> [WRITTEN INSTRUCTION]:
Copy every line of the data exactly, leaving nothing out.

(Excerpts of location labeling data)
------------------------------------------------------------
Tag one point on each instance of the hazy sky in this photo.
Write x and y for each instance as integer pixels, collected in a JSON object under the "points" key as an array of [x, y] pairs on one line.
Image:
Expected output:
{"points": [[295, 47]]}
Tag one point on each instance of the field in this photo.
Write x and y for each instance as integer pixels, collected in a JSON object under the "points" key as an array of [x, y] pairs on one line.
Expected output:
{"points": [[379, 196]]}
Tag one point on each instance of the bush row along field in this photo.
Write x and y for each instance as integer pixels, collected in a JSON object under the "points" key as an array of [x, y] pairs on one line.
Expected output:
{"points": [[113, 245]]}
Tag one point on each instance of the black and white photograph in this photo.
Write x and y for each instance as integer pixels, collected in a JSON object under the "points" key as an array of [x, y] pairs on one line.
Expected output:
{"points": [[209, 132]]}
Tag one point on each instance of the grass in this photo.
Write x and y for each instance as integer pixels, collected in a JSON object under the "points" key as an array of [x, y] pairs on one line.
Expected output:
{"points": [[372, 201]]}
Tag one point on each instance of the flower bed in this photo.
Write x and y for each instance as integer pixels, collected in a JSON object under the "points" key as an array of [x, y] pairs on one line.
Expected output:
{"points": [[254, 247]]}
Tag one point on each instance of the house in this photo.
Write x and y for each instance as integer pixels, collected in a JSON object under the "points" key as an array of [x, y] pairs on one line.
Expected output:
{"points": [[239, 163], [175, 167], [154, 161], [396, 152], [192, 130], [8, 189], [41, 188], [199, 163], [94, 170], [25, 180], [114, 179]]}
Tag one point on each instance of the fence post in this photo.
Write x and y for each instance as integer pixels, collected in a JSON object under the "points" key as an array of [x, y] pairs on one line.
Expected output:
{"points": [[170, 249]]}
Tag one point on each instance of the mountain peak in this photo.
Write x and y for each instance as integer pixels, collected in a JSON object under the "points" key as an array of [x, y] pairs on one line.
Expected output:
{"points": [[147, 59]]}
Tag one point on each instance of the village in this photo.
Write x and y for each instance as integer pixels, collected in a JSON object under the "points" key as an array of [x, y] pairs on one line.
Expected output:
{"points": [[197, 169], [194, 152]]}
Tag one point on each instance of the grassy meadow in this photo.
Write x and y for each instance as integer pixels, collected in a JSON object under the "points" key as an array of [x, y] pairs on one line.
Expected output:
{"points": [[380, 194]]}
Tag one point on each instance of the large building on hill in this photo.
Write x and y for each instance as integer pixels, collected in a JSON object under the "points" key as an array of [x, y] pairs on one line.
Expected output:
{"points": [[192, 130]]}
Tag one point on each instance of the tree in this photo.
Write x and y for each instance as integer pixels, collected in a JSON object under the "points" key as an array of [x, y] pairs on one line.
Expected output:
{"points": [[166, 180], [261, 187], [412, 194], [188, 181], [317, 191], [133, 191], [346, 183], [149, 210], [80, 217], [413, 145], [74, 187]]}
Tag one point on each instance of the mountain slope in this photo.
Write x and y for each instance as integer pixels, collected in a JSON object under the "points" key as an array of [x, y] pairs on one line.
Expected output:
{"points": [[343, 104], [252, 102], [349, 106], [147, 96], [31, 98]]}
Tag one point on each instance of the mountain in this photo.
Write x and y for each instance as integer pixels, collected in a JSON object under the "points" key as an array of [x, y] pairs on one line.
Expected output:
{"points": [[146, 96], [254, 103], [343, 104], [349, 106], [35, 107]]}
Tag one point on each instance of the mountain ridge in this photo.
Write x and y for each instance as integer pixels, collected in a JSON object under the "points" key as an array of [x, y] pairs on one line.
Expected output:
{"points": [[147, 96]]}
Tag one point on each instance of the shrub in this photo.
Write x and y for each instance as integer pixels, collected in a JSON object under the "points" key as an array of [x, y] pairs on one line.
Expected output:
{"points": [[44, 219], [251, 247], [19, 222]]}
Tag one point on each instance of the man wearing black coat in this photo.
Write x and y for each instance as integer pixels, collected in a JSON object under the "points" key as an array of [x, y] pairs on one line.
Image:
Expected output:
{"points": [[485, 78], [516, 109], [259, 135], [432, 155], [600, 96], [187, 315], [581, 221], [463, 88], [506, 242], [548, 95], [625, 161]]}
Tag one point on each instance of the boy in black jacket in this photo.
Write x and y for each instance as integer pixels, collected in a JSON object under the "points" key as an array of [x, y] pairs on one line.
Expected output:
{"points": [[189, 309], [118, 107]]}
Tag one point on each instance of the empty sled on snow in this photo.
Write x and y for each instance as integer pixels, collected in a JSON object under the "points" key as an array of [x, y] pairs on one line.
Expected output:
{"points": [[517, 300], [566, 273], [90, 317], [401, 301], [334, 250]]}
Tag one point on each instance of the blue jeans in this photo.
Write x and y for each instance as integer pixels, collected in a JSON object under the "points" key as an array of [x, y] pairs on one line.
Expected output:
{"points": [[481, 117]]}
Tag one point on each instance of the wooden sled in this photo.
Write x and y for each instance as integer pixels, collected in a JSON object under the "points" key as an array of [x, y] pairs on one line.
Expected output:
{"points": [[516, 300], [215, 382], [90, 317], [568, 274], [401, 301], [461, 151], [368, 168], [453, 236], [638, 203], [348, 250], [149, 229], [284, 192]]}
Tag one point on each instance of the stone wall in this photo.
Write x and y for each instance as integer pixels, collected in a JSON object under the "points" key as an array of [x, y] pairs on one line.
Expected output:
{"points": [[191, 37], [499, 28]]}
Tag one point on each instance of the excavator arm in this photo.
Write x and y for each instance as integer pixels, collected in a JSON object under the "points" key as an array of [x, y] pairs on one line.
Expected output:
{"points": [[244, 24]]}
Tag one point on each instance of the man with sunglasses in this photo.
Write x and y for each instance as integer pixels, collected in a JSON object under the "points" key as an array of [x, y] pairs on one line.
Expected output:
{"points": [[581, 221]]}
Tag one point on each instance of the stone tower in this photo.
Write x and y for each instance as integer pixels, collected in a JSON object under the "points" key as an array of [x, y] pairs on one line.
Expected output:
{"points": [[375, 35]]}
------------------------------------------------------------
> [COMPLETE ANSWER]:
Tag one point on each instance of the hazy sky in this photo.
Write x and y for each instance as integer pixels, collected in a JSON object under the "points" key as an array of [x, y] pairs on one line.
Image:
Expected output:
{"points": [[295, 47]]}
Tag one point on each instance of the field in this photo.
Write x and y for each instance as integer pixels, collected in a JSON object under the "points" key as an array of [x, y] pairs on one line.
Expected output:
{"points": [[379, 196]]}
Tag one point on each instance of the bush row along field in this photo.
Write x and y for each instance as integer pixels, collected in a JSON object under the "points" key as an array of [x, y] pairs on one line.
Expected output:
{"points": [[113, 245]]}
Tag one point on each instance of the black and white photograph in this photo.
Write x and y for each instance as integer pixels, collected in a JSON object under the "points" key as an array of [x, y] pairs on one line.
Expected output:
{"points": [[209, 132]]}
Tag one point on each instance of the grass in this photo.
Write x and y for each instance as integer pixels, collected in a JSON object under the "points" key as an array of [x, y] pairs on one line.
Expected output:
{"points": [[372, 201]]}
Tag one point on each instance of the flower bed in this photo.
Write x and y for each instance as integer pixels, collected in a JSON object under the "points" key as an array of [x, y] pairs on one line.
Expected output:
{"points": [[254, 247]]}
Tag one point on each instance of the house in this photo.
Write x and y for each instance as integer pixels, collected in a JSON object under the "points" key as an array of [x, y] pairs on one line.
Expected output:
{"points": [[239, 163], [175, 167], [154, 161], [396, 152], [192, 130], [8, 189], [41, 188], [199, 163], [94, 170], [25, 180], [114, 179]]}
Tag one point on each instance of the fence post in this photo.
Write x and y for each instance as integer pixels, collected in a JSON object under the "points" key as an array of [x, y] pairs on one line.
Expected output:
{"points": [[170, 249]]}
Tag one point on each instance of the mountain peak in this photo.
Write x and y for each instance as integer pixels, collected in a JSON object under the "points" key as an array of [x, y] pairs on one line.
Expected output:
{"points": [[147, 59]]}
Tag one point on each instance of the village in this photo.
Write x and y for each instance as integer pixels, collected in a JSON object under the "points" key as an array of [x, y] pairs on one line.
Expected output:
{"points": [[197, 169], [194, 152]]}
Tag one point on each instance of the grassy meadow in this photo.
Write x and y for each instance as integer pixels, collected in a JSON object under the "points" key as an array of [x, y] pairs on one line.
Expected output:
{"points": [[380, 194]]}
Tag one point on each instance of the large building on hill in this photo.
Write x and y for each instance as integer pixels, collected in a JSON object under the "points" key as an array of [x, y] pairs on one line.
Expected output:
{"points": [[192, 130]]}
Tag one point on each instance of the tree in this photo.
Write x and y for each instance as integer pixels, collected in a JSON object under the "points" key as an array of [x, y] pairs on one line.
Expected output:
{"points": [[166, 180], [261, 187], [412, 194], [188, 181], [317, 191], [133, 191], [346, 183], [149, 210], [80, 217], [413, 145], [74, 187]]}
Tag one point on each instance of the mountain slope in this photo.
Write x and y for each instance as integer pixels, collected in a JSON object under the "points" key as an array of [x, y] pairs on one line.
Expected output:
{"points": [[343, 104], [252, 102], [349, 106], [147, 96], [31, 98]]}
Tag one point on each instance of the mountain in this photo.
Write x and y for each instance as integer pixels, collected in a JSON object under the "points" key as an array of [x, y] pairs on one line.
Expected output:
{"points": [[146, 96], [254, 103], [343, 104], [349, 106], [35, 107]]}
Tag one point on each instance of the mountain ridge in this photo.
Write x and y for each instance as integer pixels, collected in a JSON object under the "points" key as an array of [x, y] pairs on one line.
Expected output:
{"points": [[147, 96]]}
Tag one point on each instance of the shrub in this photo.
Write x and y for each instance as integer pixels, collected in a JSON object under the "points" key as an array of [x, y] pairs on one line.
Expected output:
{"points": [[44, 219], [251, 247], [19, 222]]}
Tag one point on each instance of the man wearing black coat in this photo.
Write x and y for each instance as integer pixels, collected in a JSON object under the "points" key as an array of [x, y] pairs on one line.
Image:
Expected output:
{"points": [[485, 78], [516, 109], [259, 135], [432, 155], [600, 96], [187, 315], [581, 221], [463, 88], [506, 242], [548, 95], [625, 161]]}
Tag one point on each instance of the boy in black jacket in this photo.
Write x and y for each instance as integer pixels, collected in a JSON object under the "points" key as an array of [x, y] pairs on one line.
Expected output:
{"points": [[189, 309], [118, 107]]}
Tag one point on each instance of the empty sled on snow in this photo.
Write x and y for each instance as integer pixels, collected in a JSON object under the "points" key as an array of [x, y] pairs on one line.
Expected output:
{"points": [[517, 300], [566, 273], [90, 317], [401, 301], [334, 250]]}
Tag one point on each instance of the blue jeans in this photo.
Write x and y for each instance as integer pixels, collected in a JSON object under the "points" key as an array of [x, y] pairs on one line.
Expected output:
{"points": [[481, 117]]}
Tag one point on each instance of the wooden sled in this photo.
Write x and y for each instance as integer pixels, collected in a JSON object under the "points" key as an array of [x, y] pairs on one line.
Expected output:
{"points": [[516, 300], [215, 382], [90, 317], [568, 274], [401, 301], [461, 151], [368, 168], [453, 236], [638, 203], [348, 250], [149, 229], [284, 192]]}
Tag one point on each instance of the stone wall in this photo.
Write x and y for each instance as integer pixels, collected in a JSON object under the "points" key as an array of [x, y] pairs on one line.
Expected output:
{"points": [[191, 37], [499, 28]]}
Tag one point on each instance of the excavator arm in this photo.
Write x and y for each instance as integer pixels, collected in a JSON object under the "points" key as an array of [x, y] pairs on one line.
Expected output:
{"points": [[244, 24]]}
Tag one point on each instance of the man with sunglasses in this photo.
Write x and y for each instance as integer pixels, collected in a JSON object under the "points" key as an array of [x, y] pairs on one line.
Expected output:
{"points": [[581, 221]]}
Tag one point on each instance of the stone tower in this photo.
Write x and y for each instance as integer pixels, collected in a JSON object under the "points" key as an array of [x, y] pairs on one line.
Expected output:
{"points": [[375, 35]]}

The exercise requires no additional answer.